What needs to be done:
From the first line to the last, copy the material word for word; pictures stay out.

^^^^^^^^

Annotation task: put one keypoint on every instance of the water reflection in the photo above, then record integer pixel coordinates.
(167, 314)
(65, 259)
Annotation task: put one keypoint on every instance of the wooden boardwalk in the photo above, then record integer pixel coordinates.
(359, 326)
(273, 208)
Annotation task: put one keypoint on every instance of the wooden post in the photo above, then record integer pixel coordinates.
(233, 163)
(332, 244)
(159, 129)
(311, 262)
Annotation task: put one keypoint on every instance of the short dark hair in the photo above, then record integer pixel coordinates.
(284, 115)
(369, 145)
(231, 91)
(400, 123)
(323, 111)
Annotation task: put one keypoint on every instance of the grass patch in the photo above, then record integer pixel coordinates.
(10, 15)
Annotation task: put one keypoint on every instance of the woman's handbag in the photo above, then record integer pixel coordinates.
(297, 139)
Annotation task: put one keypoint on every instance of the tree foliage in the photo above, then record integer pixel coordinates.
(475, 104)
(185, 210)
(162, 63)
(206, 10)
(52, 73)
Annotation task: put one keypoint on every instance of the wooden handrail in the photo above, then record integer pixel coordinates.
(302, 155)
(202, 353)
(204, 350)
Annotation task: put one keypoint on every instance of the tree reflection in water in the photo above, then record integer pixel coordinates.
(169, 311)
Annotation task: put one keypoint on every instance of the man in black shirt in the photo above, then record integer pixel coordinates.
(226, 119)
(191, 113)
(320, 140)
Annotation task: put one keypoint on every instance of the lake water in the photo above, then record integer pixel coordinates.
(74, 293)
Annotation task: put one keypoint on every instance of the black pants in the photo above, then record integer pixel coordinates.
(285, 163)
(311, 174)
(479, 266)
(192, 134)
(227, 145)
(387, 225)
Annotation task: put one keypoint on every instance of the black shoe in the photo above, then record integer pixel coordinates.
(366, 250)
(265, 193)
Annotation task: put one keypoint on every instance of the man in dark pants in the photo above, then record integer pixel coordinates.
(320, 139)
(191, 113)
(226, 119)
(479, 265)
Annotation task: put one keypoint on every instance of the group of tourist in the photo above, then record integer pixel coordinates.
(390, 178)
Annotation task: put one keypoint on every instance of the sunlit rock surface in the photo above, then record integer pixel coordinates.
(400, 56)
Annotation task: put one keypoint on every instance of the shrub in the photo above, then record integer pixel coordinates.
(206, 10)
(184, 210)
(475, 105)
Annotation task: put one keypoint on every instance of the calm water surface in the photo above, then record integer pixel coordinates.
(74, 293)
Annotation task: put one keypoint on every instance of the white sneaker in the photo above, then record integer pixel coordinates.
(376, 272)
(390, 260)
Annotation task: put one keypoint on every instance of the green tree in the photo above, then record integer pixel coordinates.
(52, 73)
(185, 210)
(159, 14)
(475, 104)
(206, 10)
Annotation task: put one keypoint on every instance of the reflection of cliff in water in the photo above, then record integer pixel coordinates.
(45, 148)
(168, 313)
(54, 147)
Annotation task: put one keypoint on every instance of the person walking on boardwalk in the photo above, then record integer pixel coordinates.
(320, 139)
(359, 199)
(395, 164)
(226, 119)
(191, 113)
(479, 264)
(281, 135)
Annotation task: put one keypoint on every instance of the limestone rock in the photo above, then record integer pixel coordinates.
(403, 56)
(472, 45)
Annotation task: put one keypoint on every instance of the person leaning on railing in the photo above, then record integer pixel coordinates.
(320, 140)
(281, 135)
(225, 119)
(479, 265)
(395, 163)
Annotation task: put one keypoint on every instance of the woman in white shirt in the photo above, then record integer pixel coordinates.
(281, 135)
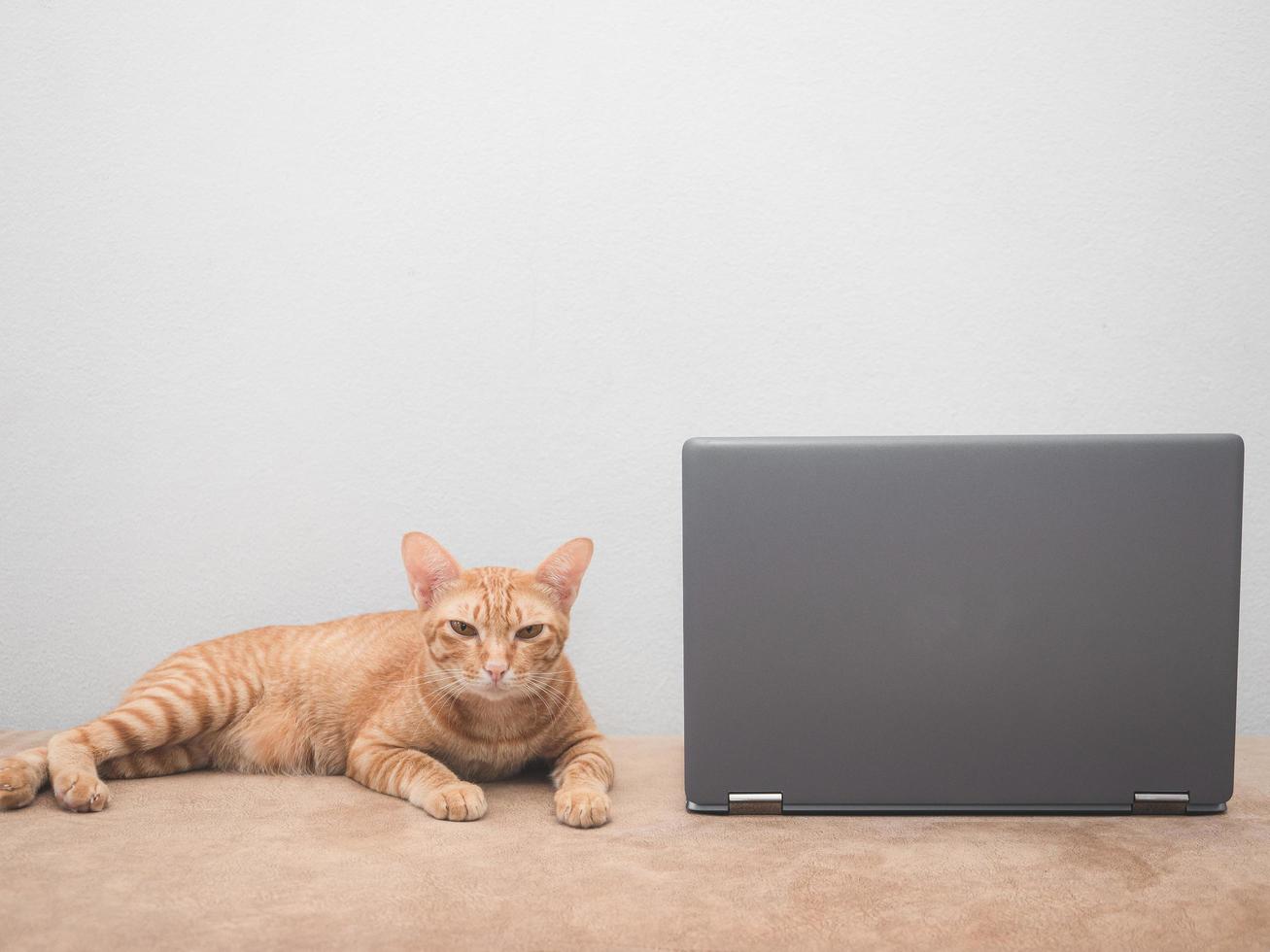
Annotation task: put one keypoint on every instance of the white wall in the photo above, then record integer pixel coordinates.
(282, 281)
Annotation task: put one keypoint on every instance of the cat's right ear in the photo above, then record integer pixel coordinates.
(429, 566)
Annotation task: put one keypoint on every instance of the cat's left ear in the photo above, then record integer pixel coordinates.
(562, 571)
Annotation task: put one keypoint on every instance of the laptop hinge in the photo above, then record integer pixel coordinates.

^^^^^^^^

Answer for this exercise:
Annotation task: put one keypoint on every instance of the water reflection in the photo above, then record integer pixel coordinates.
(167, 314)
(65, 259)
Annotation task: put one keypoint on every instance of the wooden boardwalk in the photo above, then record integer pixel coordinates.
(359, 326)
(273, 208)
Annotation task: put one keypoint on every instance of the wooden post in the photo above, then record integer pixel coordinates.
(233, 163)
(332, 244)
(159, 129)
(311, 262)
Annotation task: put one keypoint on every instance of the short dark hair in the photo above, then record integer pixel coordinates.
(284, 115)
(369, 145)
(231, 91)
(400, 123)
(323, 111)
Annotation task: put one keypoint on every instance of the grass patch in the photo above, then record integer pixel coordinates.
(10, 15)
Annotation task: put one keypoint on every instance of the woman's handbag in the photo above, then record integer pixel coordinates.
(297, 139)
Annotation task: put one keypoint on every instance of the tree foliage in the photo above, then record integer pixel coordinates.
(475, 104)
(185, 210)
(162, 63)
(206, 10)
(52, 73)
Annotation task: put one keypoint on every instance of the wooden handrail in the photo above, then record integer pixel coordinates.
(302, 155)
(202, 353)
(204, 350)
Annotation task: put one keypoint on every instance of the tree reflection in water in the photo above, then record integer pixel coordinates.
(169, 311)
Annotation task: put one keypoint on every instance of the man in black shirt in the photo above, then record integer pixel coordinates.
(226, 119)
(191, 113)
(320, 140)
Annotation task: put one keypoint on every instance of the lake water in the photo above, then record integer pixel coordinates.
(74, 293)
Annotation task: put one keypoint on every instance of the black pants in the photo above, then record integer pixel coordinates.
(285, 163)
(311, 174)
(479, 266)
(192, 134)
(227, 145)
(387, 225)
Annotation task: put one keypoint on every instance of the black shoe in the photo above, then record integer pixel coordinates.
(366, 250)
(265, 193)
Annotation task: put one keypoint on every instance of the man in dark pants in the photo above, then record integer pixel coordinates.
(320, 139)
(191, 113)
(226, 119)
(479, 265)
Annotation task: put one keypoint on every instance of the group of tourist in the photo above, then record integer pixel coordinates.
(390, 178)
Annotation task: put one keypoint on every instance of the sunlit rock surface in the photo above, then record integer pixel coordinates.
(400, 56)
Annotation task: put one keypoint on every instance of the shrub in the photo above, then record integer pixel coordinates.
(206, 10)
(184, 210)
(475, 105)
Annotation task: put one keypoint on every instance of the calm water surface in the photo above, then record integer pixel coordinates.
(74, 293)
Annotation task: put one keypoint on every instance of the white sneaker in the photo above, then record integer pixel coordinates.
(376, 272)
(390, 260)
Annotation task: put one keypoint on every instance of the green tree in the photo above, then record integer pixel coordinates.
(52, 73)
(185, 210)
(159, 14)
(475, 104)
(206, 10)
Annotation task: put one keypoint on every instance of the reflection of cliff in water in the photo above, then record integer pixel coordinates.
(45, 148)
(168, 313)
(54, 147)
Annotation task: put one keypoint on every instance of the person walking on boardwalk in the photo above, then record integer pixel coordinates.
(320, 139)
(359, 199)
(395, 164)
(226, 119)
(191, 113)
(479, 264)
(281, 135)
Annotation task: put one keypoint on every instance of the limestone rock in the photo above, then record integer pixel coordinates.
(403, 56)
(472, 45)
Annotation task: put one keypoint on every instance of the person leaning on railing in the photo above, then record integer pixel coordinates.
(320, 140)
(281, 135)
(225, 119)
(479, 265)
(395, 163)
Annotation task: put one keypoint on every instance of the woman in white shirt in the photo above, then record integer pixel coordinates.
(281, 135)
Annotation task: put one keypoint on every instance of the white wall in the photo above, then record integer pixel coordinates.
(282, 281)
Annotation task: put one keypoint on every instance of the cat's right ear in the photo above, then record integer pixel coordinates.
(429, 566)
Annotation task: put one keypoint on every instance of the cat's left ear in the photo above, then record integer pixel coordinates.
(562, 571)
Annotation task: put one keypoint on every instance of the laptop hinge in the photo above, then record integer pixel coordinates.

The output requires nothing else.